** START Dataset records **

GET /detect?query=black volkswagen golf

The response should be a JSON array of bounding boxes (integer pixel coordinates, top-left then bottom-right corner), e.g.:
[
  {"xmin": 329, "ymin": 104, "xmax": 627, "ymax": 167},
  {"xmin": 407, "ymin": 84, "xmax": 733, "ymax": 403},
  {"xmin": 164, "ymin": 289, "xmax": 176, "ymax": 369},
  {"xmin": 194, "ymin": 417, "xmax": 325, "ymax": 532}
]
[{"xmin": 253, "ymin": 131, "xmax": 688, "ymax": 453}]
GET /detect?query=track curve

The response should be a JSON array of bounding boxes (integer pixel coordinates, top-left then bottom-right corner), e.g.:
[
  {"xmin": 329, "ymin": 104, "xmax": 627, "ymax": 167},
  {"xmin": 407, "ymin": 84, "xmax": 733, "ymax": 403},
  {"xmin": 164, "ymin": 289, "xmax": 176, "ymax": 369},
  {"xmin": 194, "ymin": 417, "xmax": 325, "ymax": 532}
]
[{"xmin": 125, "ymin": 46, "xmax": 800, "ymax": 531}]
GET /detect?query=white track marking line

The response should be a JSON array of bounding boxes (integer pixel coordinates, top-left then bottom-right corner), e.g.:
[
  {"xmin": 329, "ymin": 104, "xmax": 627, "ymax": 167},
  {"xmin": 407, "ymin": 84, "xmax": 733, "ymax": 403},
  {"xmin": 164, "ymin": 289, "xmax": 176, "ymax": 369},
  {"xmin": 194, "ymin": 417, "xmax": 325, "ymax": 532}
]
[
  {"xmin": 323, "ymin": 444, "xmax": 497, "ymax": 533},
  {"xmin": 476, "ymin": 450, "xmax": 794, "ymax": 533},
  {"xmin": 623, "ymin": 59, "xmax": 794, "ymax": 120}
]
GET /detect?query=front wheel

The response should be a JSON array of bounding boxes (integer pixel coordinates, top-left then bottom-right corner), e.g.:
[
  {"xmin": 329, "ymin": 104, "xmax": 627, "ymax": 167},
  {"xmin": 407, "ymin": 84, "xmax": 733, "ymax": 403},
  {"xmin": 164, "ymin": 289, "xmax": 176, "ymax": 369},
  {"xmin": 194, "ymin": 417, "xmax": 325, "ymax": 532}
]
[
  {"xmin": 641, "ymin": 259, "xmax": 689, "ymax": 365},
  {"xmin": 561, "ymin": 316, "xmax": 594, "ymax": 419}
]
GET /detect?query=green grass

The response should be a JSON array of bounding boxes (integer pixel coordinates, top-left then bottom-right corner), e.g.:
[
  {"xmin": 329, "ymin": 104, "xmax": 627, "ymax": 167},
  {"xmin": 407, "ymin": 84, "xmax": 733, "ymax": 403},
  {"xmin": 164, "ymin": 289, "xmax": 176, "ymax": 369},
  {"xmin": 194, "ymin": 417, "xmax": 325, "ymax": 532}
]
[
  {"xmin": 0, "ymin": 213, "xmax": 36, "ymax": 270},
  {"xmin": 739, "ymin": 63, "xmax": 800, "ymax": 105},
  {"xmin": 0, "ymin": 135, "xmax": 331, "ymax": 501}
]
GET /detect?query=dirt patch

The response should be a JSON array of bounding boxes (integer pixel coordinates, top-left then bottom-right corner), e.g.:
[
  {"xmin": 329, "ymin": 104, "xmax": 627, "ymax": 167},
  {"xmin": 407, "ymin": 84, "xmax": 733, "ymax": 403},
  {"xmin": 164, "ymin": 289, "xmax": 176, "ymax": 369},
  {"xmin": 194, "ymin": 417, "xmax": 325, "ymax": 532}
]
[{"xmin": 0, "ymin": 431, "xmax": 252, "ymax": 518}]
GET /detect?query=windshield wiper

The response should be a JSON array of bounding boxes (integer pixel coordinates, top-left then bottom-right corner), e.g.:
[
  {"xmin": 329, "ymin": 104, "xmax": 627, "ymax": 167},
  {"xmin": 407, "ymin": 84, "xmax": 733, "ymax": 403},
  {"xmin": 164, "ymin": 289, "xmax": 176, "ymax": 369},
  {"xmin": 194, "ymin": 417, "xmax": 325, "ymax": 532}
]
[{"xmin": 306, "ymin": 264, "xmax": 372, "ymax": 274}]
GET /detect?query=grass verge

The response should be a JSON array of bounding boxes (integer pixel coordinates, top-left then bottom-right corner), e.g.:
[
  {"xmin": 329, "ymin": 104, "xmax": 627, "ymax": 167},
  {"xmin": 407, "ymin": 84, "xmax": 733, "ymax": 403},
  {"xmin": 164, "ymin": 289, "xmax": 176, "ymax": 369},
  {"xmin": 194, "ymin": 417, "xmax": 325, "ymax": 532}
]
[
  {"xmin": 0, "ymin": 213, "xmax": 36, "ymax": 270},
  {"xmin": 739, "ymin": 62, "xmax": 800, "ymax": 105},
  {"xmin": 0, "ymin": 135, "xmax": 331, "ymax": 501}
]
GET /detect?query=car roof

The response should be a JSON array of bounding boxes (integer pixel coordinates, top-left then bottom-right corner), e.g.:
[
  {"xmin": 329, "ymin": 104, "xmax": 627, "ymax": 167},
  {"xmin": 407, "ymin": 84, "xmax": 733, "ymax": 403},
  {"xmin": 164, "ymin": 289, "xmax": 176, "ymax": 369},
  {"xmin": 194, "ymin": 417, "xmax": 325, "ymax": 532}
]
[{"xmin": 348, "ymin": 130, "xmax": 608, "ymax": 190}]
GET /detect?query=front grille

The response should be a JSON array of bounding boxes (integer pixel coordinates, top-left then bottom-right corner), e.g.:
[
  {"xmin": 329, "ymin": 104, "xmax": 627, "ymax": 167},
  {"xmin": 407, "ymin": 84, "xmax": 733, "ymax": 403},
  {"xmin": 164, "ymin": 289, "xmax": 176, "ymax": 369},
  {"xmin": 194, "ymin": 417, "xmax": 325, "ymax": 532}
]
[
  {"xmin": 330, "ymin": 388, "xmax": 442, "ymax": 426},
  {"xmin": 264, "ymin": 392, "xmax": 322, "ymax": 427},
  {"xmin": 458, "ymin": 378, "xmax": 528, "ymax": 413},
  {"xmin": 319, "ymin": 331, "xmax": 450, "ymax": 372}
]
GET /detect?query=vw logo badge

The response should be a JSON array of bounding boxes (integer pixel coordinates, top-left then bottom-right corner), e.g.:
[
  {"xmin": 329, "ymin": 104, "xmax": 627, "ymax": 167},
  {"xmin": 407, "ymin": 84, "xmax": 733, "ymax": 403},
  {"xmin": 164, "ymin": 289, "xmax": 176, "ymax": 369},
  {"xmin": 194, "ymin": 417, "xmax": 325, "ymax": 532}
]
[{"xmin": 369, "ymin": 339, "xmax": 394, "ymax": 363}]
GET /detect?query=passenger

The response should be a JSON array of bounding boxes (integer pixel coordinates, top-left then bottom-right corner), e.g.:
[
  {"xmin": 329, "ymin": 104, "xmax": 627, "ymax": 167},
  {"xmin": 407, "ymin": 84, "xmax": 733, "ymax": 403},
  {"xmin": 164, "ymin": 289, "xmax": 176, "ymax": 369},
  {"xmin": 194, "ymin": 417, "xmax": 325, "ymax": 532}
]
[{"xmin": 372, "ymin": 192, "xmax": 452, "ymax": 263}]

** END Dataset records **

▶ _Set problem_
Quote all of the material above, line for line, with no changes.

▶ _Output below_
GET /detect?query=black volkswagen golf

The response should be a JSON array of bounding boxes (integer pixel coordinates, top-left then bottom-right corner), e.g.:
[
  {"xmin": 329, "ymin": 104, "xmax": 627, "ymax": 167},
  {"xmin": 407, "ymin": 84, "xmax": 733, "ymax": 403},
  {"xmin": 164, "ymin": 289, "xmax": 176, "ymax": 369},
  {"xmin": 194, "ymin": 417, "xmax": 325, "ymax": 532}
]
[{"xmin": 253, "ymin": 131, "xmax": 688, "ymax": 453}]
GET /detect?query=track curve

The response should be a JSON array of bounding boxes (integer pixel coordinates, top-left then bottom-right corner), e.g.:
[
  {"xmin": 329, "ymin": 104, "xmax": 627, "ymax": 167},
  {"xmin": 407, "ymin": 84, "xmax": 733, "ymax": 403},
  {"xmin": 164, "ymin": 289, "xmax": 176, "ymax": 369},
  {"xmin": 194, "ymin": 417, "xmax": 325, "ymax": 532}
]
[{"xmin": 125, "ymin": 46, "xmax": 800, "ymax": 531}]
GET /detect?query=white track marking line

The response should be a JSON array of bounding boxes (integer pixel coordinates, top-left then bottom-right corner), e.g.:
[
  {"xmin": 329, "ymin": 104, "xmax": 627, "ymax": 167},
  {"xmin": 407, "ymin": 84, "xmax": 733, "ymax": 403},
  {"xmin": 164, "ymin": 289, "xmax": 176, "ymax": 369},
  {"xmin": 194, "ymin": 417, "xmax": 325, "ymax": 532}
]
[
  {"xmin": 323, "ymin": 444, "xmax": 497, "ymax": 533},
  {"xmin": 476, "ymin": 450, "xmax": 794, "ymax": 533},
  {"xmin": 623, "ymin": 59, "xmax": 794, "ymax": 120}
]
GET /detect?query=front wheel

The response should be a JSON array of bounding boxes (integer pixel coordinates, top-left then bottom-right corner), e.g.:
[
  {"xmin": 329, "ymin": 104, "xmax": 627, "ymax": 167},
  {"xmin": 407, "ymin": 84, "xmax": 733, "ymax": 403},
  {"xmin": 164, "ymin": 289, "xmax": 176, "ymax": 369},
  {"xmin": 194, "ymin": 417, "xmax": 325, "ymax": 532}
]
[
  {"xmin": 641, "ymin": 259, "xmax": 689, "ymax": 365},
  {"xmin": 561, "ymin": 316, "xmax": 594, "ymax": 419}
]
GET /detect?query=green grass

The response should be a JSON array of bounding boxes (integer pixel coordinates, top-left then bottom-right corner), e.g.:
[
  {"xmin": 329, "ymin": 104, "xmax": 627, "ymax": 167},
  {"xmin": 407, "ymin": 84, "xmax": 733, "ymax": 403},
  {"xmin": 164, "ymin": 289, "xmax": 176, "ymax": 369},
  {"xmin": 194, "ymin": 417, "xmax": 325, "ymax": 532}
]
[
  {"xmin": 0, "ymin": 213, "xmax": 36, "ymax": 270},
  {"xmin": 739, "ymin": 63, "xmax": 800, "ymax": 105},
  {"xmin": 0, "ymin": 135, "xmax": 331, "ymax": 501}
]
GET /detect?query=dirt patch

The response should be a JSON array of bounding boxes (integer pixel coordinates, top-left then bottom-right corner), e.g.:
[
  {"xmin": 329, "ymin": 104, "xmax": 627, "ymax": 167},
  {"xmin": 407, "ymin": 84, "xmax": 733, "ymax": 403},
  {"xmin": 164, "ymin": 289, "xmax": 176, "ymax": 369},
  {"xmin": 194, "ymin": 417, "xmax": 325, "ymax": 532}
]
[{"xmin": 0, "ymin": 431, "xmax": 252, "ymax": 518}]
GET /detect?query=windshield wiper

The response should be a JSON array of bounding boxes (integer pixel coordinates, top-left then bottom-right corner), e.g.:
[
  {"xmin": 329, "ymin": 104, "xmax": 627, "ymax": 167},
  {"xmin": 407, "ymin": 84, "xmax": 733, "ymax": 403},
  {"xmin": 164, "ymin": 289, "xmax": 176, "ymax": 369},
  {"xmin": 194, "ymin": 417, "xmax": 325, "ymax": 532}
]
[{"xmin": 306, "ymin": 264, "xmax": 372, "ymax": 274}]
GET /detect?query=grass verge

The response should be a JSON array of bounding boxes (integer pixel coordinates, top-left then bottom-right corner), e.g.:
[
  {"xmin": 329, "ymin": 104, "xmax": 627, "ymax": 167},
  {"xmin": 407, "ymin": 84, "xmax": 733, "ymax": 403},
  {"xmin": 164, "ymin": 289, "xmax": 176, "ymax": 369},
  {"xmin": 194, "ymin": 417, "xmax": 325, "ymax": 532}
]
[
  {"xmin": 0, "ymin": 213, "xmax": 36, "ymax": 270},
  {"xmin": 739, "ymin": 62, "xmax": 800, "ymax": 105},
  {"xmin": 0, "ymin": 135, "xmax": 331, "ymax": 501}
]
GET /detect?query=car roof

The response should be a JSON array of bounding boxes (integer pixel coordinates, top-left then bottom-right corner), e.g.:
[
  {"xmin": 329, "ymin": 104, "xmax": 627, "ymax": 167},
  {"xmin": 407, "ymin": 84, "xmax": 733, "ymax": 403},
  {"xmin": 164, "ymin": 289, "xmax": 176, "ymax": 369},
  {"xmin": 194, "ymin": 417, "xmax": 325, "ymax": 532}
]
[{"xmin": 348, "ymin": 130, "xmax": 608, "ymax": 190}]
GET /detect?query=front grille

The response should be a JSON array of bounding boxes (integer pixel coordinates, top-left then bottom-right corner), e.g.:
[
  {"xmin": 329, "ymin": 104, "xmax": 627, "ymax": 167},
  {"xmin": 407, "ymin": 84, "xmax": 733, "ymax": 403},
  {"xmin": 164, "ymin": 289, "xmax": 176, "ymax": 369},
  {"xmin": 194, "ymin": 417, "xmax": 325, "ymax": 532}
]
[
  {"xmin": 330, "ymin": 388, "xmax": 442, "ymax": 426},
  {"xmin": 264, "ymin": 392, "xmax": 322, "ymax": 427},
  {"xmin": 458, "ymin": 378, "xmax": 528, "ymax": 413},
  {"xmin": 319, "ymin": 331, "xmax": 450, "ymax": 372}
]
GET /detect?query=vw logo badge

The response should be a JSON array of bounding boxes (integer pixel coordinates, top-left then bottom-right corner), e.g.:
[
  {"xmin": 329, "ymin": 104, "xmax": 627, "ymax": 167},
  {"xmin": 407, "ymin": 84, "xmax": 733, "ymax": 403},
  {"xmin": 164, "ymin": 289, "xmax": 176, "ymax": 369},
  {"xmin": 194, "ymin": 417, "xmax": 325, "ymax": 532}
]
[{"xmin": 369, "ymin": 339, "xmax": 394, "ymax": 363}]
GET /detect?query=passenger

The response should be a JSON array of bounding boxes (integer pixel coordinates, top-left then bottom-right corner), e.g.:
[
  {"xmin": 329, "ymin": 104, "xmax": 627, "ymax": 167},
  {"xmin": 407, "ymin": 84, "xmax": 733, "ymax": 403},
  {"xmin": 164, "ymin": 289, "xmax": 176, "ymax": 369},
  {"xmin": 194, "ymin": 417, "xmax": 325, "ymax": 532}
]
[{"xmin": 372, "ymin": 192, "xmax": 452, "ymax": 263}]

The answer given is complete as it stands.